Task description: Using the entries that follow, give only the number of lines with the word "kneeling" in them.

⁂

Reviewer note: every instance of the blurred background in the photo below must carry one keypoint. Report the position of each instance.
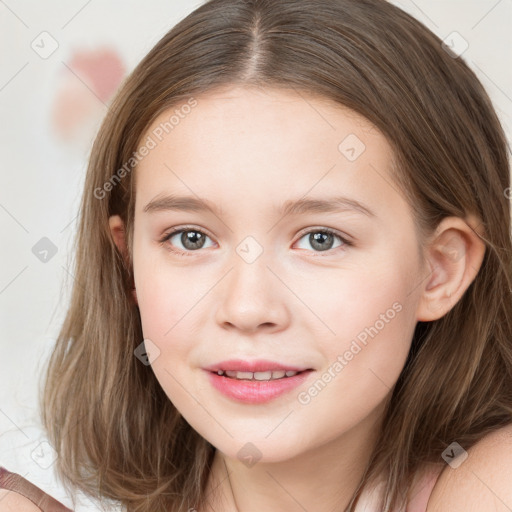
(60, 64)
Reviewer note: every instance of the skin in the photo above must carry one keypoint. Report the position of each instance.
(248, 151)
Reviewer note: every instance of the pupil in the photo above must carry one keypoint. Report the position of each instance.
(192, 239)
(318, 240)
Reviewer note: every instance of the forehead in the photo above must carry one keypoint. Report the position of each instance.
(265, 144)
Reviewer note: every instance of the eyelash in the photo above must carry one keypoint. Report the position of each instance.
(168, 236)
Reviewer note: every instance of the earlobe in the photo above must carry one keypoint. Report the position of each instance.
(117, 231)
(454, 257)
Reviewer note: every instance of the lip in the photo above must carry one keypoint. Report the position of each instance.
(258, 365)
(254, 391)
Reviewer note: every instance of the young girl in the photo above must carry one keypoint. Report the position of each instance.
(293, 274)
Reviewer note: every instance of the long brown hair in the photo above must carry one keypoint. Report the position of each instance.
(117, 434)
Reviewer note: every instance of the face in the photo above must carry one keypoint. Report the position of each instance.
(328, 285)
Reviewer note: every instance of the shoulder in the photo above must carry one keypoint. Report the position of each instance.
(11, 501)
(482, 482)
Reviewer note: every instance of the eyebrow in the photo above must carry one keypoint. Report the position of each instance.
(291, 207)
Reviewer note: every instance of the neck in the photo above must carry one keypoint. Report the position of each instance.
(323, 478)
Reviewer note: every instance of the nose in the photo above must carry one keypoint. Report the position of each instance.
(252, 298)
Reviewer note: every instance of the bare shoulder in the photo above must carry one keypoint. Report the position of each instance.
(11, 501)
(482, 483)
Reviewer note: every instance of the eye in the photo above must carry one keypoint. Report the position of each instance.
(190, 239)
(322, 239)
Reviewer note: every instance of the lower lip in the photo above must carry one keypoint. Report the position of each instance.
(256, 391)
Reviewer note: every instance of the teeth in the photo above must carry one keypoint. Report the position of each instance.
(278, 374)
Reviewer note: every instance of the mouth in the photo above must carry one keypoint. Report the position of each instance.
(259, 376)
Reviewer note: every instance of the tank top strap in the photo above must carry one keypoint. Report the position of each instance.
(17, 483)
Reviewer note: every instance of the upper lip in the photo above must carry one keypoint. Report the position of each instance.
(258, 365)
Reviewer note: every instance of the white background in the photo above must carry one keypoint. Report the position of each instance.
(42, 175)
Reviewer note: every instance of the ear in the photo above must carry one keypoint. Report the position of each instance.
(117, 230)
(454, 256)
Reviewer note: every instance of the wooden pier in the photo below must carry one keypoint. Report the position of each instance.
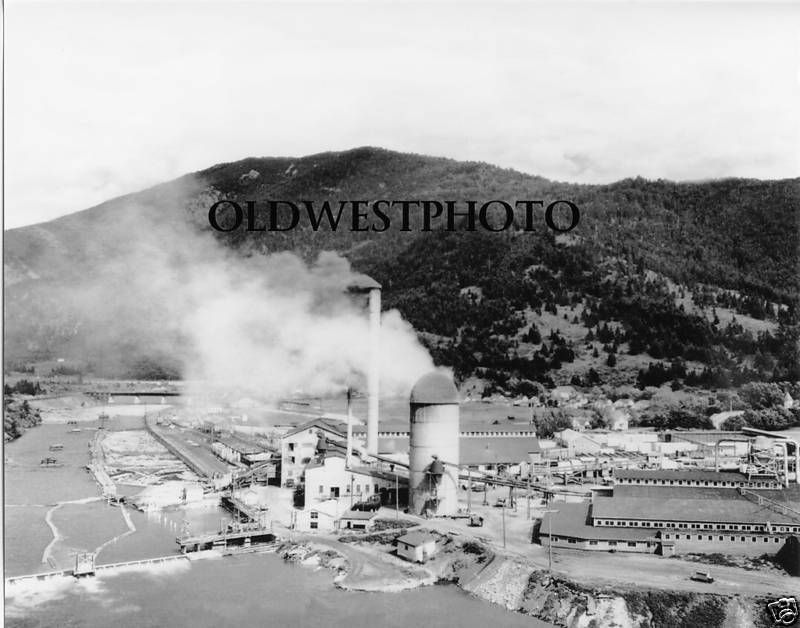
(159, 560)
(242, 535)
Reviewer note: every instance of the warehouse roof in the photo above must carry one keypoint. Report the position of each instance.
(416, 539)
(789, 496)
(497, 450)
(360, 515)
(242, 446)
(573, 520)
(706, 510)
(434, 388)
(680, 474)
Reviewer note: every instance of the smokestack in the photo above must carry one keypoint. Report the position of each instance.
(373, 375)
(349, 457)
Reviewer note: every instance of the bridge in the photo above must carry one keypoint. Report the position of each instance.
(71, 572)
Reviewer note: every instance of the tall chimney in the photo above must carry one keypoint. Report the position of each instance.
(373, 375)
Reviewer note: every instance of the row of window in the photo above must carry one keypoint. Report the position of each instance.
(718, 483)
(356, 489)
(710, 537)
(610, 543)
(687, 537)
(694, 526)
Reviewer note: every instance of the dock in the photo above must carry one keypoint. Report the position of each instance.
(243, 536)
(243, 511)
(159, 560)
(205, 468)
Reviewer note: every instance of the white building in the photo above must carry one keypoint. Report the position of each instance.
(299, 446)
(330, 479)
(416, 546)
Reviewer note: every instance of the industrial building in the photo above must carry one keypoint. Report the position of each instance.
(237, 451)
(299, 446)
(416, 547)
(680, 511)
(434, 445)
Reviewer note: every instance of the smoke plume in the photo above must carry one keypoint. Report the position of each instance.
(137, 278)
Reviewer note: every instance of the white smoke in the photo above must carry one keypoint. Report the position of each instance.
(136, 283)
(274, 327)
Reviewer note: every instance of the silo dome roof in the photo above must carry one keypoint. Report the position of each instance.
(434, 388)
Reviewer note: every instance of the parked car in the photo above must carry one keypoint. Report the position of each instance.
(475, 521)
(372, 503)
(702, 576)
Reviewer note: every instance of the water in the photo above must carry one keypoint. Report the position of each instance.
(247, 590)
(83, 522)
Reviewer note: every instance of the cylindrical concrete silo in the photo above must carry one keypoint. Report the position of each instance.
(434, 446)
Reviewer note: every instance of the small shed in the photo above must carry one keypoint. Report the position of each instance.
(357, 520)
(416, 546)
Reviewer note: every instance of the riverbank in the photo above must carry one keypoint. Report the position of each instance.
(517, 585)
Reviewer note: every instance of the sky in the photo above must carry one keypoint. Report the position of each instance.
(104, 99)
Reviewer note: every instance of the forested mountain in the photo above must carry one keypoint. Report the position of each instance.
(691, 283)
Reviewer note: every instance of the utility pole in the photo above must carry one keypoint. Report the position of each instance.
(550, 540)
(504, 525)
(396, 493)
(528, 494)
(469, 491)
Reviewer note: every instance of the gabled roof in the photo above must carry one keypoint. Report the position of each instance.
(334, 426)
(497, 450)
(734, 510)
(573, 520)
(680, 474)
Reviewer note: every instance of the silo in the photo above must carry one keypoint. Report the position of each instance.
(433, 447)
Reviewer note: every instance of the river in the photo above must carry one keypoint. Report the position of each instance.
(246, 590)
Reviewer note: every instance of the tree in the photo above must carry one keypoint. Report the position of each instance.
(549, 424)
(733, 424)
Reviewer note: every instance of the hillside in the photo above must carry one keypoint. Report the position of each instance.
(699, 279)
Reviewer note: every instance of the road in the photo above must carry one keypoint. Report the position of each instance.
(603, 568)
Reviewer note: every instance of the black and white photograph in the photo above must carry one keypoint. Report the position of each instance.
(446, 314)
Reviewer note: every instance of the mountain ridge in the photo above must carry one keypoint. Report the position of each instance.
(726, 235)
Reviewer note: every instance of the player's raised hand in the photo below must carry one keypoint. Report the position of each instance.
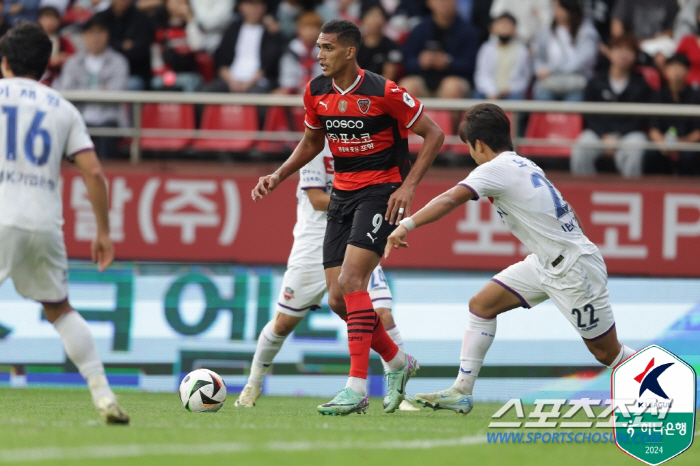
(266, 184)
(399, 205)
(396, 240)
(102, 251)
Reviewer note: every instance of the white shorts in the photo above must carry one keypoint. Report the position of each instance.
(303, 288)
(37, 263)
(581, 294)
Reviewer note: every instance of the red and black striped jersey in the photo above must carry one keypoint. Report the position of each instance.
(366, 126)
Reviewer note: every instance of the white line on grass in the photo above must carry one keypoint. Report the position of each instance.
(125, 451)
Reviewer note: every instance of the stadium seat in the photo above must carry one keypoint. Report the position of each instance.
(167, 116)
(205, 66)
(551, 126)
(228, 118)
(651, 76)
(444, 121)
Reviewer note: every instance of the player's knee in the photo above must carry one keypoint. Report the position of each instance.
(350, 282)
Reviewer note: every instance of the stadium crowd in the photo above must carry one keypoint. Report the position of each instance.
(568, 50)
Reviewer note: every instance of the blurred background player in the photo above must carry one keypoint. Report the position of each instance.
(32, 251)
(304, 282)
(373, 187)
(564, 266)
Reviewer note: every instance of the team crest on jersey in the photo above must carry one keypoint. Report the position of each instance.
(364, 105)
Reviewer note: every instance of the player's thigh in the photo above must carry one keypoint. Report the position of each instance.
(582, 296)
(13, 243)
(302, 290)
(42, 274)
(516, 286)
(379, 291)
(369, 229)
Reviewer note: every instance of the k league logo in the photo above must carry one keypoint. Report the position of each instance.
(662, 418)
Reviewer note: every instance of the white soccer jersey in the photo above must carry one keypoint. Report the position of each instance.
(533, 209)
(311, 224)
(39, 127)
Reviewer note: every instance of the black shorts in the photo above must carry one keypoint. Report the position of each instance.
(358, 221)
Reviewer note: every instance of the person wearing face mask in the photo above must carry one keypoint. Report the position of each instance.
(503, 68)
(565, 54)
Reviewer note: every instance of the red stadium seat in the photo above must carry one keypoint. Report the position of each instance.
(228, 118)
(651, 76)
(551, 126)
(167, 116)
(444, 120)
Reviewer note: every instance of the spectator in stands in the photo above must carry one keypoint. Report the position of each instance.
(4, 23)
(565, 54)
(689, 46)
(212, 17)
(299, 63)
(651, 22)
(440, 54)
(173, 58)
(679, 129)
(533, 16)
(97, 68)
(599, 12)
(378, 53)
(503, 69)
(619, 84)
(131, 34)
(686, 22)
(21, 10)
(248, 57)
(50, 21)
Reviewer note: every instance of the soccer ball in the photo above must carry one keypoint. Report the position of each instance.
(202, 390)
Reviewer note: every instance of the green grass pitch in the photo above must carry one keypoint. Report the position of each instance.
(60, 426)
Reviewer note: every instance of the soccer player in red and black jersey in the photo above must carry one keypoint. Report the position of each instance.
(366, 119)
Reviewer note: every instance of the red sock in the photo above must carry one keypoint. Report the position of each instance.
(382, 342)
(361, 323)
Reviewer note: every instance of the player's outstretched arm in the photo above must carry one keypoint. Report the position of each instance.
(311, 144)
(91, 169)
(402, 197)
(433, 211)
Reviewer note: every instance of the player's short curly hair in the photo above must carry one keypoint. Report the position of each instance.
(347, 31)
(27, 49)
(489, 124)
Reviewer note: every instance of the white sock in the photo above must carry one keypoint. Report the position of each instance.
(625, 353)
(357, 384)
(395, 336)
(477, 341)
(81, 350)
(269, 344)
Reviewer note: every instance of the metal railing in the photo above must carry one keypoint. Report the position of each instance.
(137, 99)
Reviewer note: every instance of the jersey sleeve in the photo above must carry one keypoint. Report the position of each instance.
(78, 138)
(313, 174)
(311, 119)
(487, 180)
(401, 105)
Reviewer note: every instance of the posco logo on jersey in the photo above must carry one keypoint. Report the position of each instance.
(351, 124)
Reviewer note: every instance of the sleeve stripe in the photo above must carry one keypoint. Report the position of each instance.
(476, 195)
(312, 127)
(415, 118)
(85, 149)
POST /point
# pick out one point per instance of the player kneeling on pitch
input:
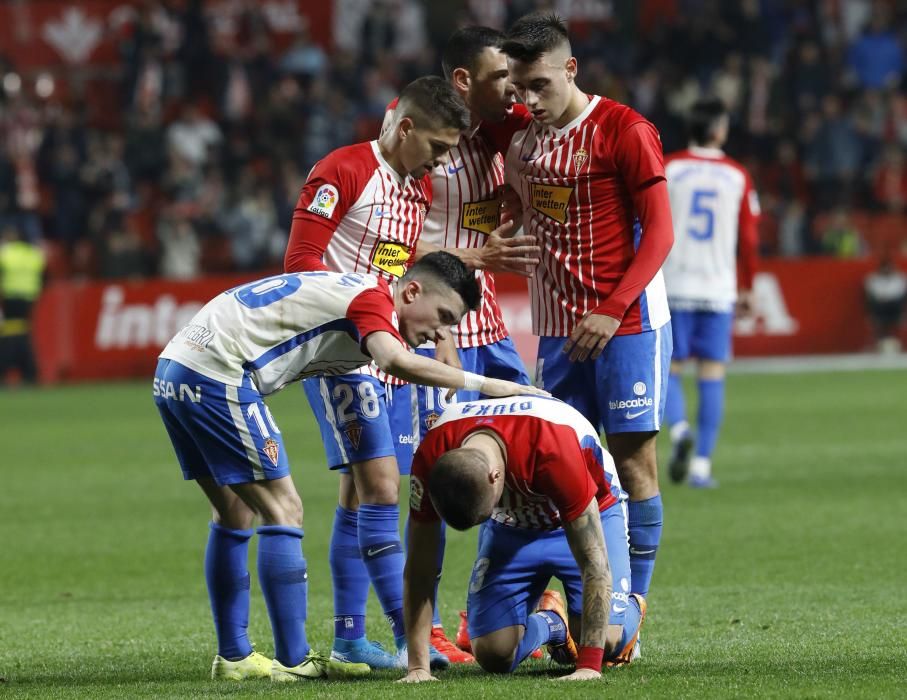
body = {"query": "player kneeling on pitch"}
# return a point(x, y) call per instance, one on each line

⁂

Problem solution: 2